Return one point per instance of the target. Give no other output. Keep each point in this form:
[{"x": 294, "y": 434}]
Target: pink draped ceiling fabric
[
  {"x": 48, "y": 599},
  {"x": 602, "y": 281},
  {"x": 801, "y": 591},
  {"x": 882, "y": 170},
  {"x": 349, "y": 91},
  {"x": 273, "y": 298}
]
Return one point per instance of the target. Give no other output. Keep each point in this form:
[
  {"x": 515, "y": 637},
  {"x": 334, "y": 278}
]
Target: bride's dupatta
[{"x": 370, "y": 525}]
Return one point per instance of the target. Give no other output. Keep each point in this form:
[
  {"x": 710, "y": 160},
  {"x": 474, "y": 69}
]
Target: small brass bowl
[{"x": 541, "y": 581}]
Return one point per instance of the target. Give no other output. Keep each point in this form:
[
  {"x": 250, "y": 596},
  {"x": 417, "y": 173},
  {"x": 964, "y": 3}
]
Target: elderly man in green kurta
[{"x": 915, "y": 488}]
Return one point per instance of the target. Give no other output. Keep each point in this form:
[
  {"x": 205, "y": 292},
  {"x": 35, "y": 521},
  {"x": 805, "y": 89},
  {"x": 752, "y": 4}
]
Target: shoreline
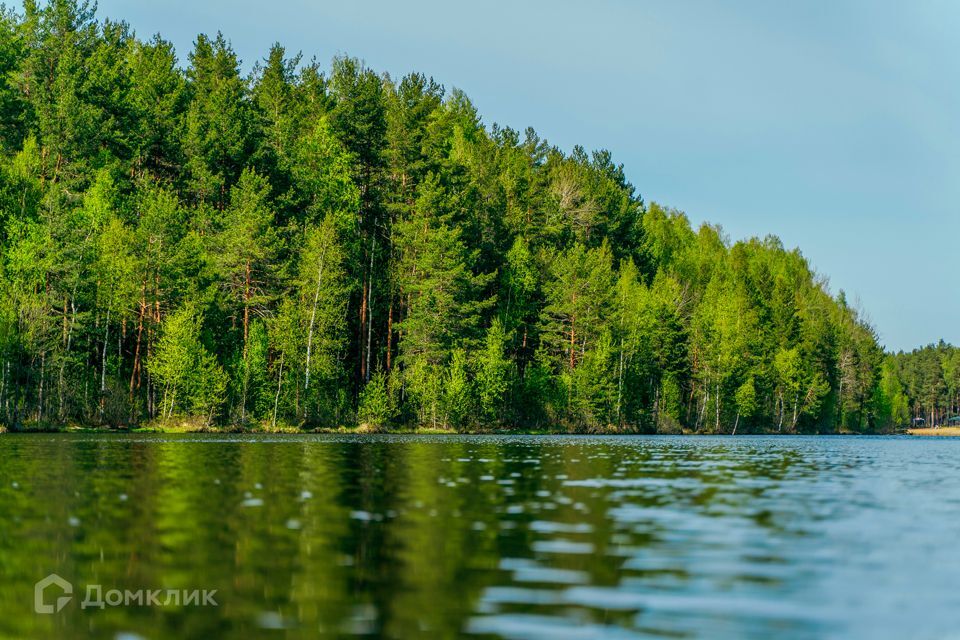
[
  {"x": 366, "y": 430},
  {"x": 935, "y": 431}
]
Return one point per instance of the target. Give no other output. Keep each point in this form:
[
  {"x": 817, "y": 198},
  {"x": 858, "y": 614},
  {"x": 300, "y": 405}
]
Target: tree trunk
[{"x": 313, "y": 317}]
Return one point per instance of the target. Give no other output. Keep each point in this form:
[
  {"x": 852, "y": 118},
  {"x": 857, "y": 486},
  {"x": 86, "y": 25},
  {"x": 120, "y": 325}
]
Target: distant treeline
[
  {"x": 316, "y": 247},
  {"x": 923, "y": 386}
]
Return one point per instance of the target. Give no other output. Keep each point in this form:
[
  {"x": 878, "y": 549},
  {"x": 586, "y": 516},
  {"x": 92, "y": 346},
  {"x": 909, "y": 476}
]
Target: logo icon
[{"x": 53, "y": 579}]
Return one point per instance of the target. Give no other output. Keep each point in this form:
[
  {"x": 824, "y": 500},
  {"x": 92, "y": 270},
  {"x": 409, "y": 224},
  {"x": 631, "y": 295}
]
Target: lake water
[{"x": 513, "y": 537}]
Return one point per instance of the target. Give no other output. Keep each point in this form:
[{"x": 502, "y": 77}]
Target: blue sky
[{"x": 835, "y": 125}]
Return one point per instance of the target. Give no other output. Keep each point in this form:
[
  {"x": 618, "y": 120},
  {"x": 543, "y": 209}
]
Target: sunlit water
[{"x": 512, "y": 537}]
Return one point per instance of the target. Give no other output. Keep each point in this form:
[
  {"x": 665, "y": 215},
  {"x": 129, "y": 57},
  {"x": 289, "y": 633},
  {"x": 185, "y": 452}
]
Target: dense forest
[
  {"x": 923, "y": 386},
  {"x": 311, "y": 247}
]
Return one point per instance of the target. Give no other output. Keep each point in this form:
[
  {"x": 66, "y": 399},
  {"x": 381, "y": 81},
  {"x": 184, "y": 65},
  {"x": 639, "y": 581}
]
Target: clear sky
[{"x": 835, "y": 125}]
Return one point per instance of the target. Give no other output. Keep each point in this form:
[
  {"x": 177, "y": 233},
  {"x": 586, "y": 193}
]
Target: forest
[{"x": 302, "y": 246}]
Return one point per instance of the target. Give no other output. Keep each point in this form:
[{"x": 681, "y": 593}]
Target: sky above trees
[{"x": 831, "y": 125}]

Task directions: Send back the data above word for word, with the pictures left out.

Correct result:
Return one point per instance of the target. Give no other output. Keep each point in this form:
[{"x": 294, "y": 434}]
Target: pink draped ceiling fabric
[
  {"x": 48, "y": 599},
  {"x": 602, "y": 281},
  {"x": 801, "y": 591},
  {"x": 882, "y": 170},
  {"x": 349, "y": 91},
  {"x": 273, "y": 298}
]
Return one point per instance of the target. Give no other output. Keep each point in this form:
[
  {"x": 515, "y": 637},
  {"x": 334, "y": 278}
]
Target: bride's dupatta
[{"x": 370, "y": 525}]
Return one point per instance of the target. Give no other output. Keep each point in this form:
[
  {"x": 710, "y": 160},
  {"x": 474, "y": 69}
]
Target: small brass bowl
[{"x": 541, "y": 581}]
Return one point per instance of the target. Give no other output. Keep each point in this form:
[
  {"x": 250, "y": 596},
  {"x": 417, "y": 173},
  {"x": 964, "y": 3}
]
Target: elderly man in green kurta
[{"x": 915, "y": 488}]
Return one point per instance of the target. Give no other output. Keep each point in this form:
[
  {"x": 205, "y": 292},
  {"x": 35, "y": 521},
  {"x": 805, "y": 89},
  {"x": 752, "y": 4}
]
Target: shoreline
[
  {"x": 366, "y": 430},
  {"x": 935, "y": 431}
]
Return one point per instance of the target. Give no other output. Keep each point in this form:
[
  {"x": 817, "y": 198},
  {"x": 858, "y": 614},
  {"x": 300, "y": 405}
]
Target: tree trunk
[{"x": 313, "y": 317}]
Return one point per instance of the target. Give no other output. Keep each point in this form:
[
  {"x": 852, "y": 118},
  {"x": 857, "y": 486},
  {"x": 86, "y": 25},
  {"x": 120, "y": 325}
]
Target: distant treeline
[
  {"x": 316, "y": 247},
  {"x": 923, "y": 386}
]
Return one point per instance of the target. Give no other output. Keep each point in this form:
[
  {"x": 878, "y": 549},
  {"x": 586, "y": 516},
  {"x": 92, "y": 346},
  {"x": 909, "y": 476}
]
Target: logo icon
[{"x": 53, "y": 579}]
Return one point per instance of the target. Give no other output. Keep each point in this form:
[
  {"x": 824, "y": 500},
  {"x": 92, "y": 270},
  {"x": 409, "y": 224},
  {"x": 631, "y": 295}
]
Target: lake water
[{"x": 513, "y": 537}]
Return one point per instance of the target. Give no other output. Keep each point in this form:
[{"x": 502, "y": 77}]
Target: blue sky
[{"x": 835, "y": 125}]
Return one point per instance of the target. Give no other output. Keep each point in this form:
[
  {"x": 618, "y": 120},
  {"x": 543, "y": 209}
]
Target: sunlit water
[{"x": 512, "y": 537}]
Return one point per instance of the target. Give no other output. Keep each point in this form:
[
  {"x": 665, "y": 215},
  {"x": 129, "y": 57},
  {"x": 289, "y": 633},
  {"x": 185, "y": 452}
]
Target: dense forest
[
  {"x": 923, "y": 386},
  {"x": 311, "y": 247}
]
Return one point per instance of the target. Give no other output. Keep each point in this form:
[
  {"x": 66, "y": 399},
  {"x": 381, "y": 81},
  {"x": 184, "y": 65},
  {"x": 639, "y": 581}
]
Target: clear sky
[{"x": 835, "y": 125}]
Return one point per instance of the target. Give no other output. Keep each point in this form:
[
  {"x": 177, "y": 233},
  {"x": 586, "y": 193}
]
Target: forest
[{"x": 302, "y": 246}]
Return one point per instance of the target. Give no other output. Keep each point in this form:
[{"x": 681, "y": 593}]
Target: sky above trees
[{"x": 831, "y": 125}]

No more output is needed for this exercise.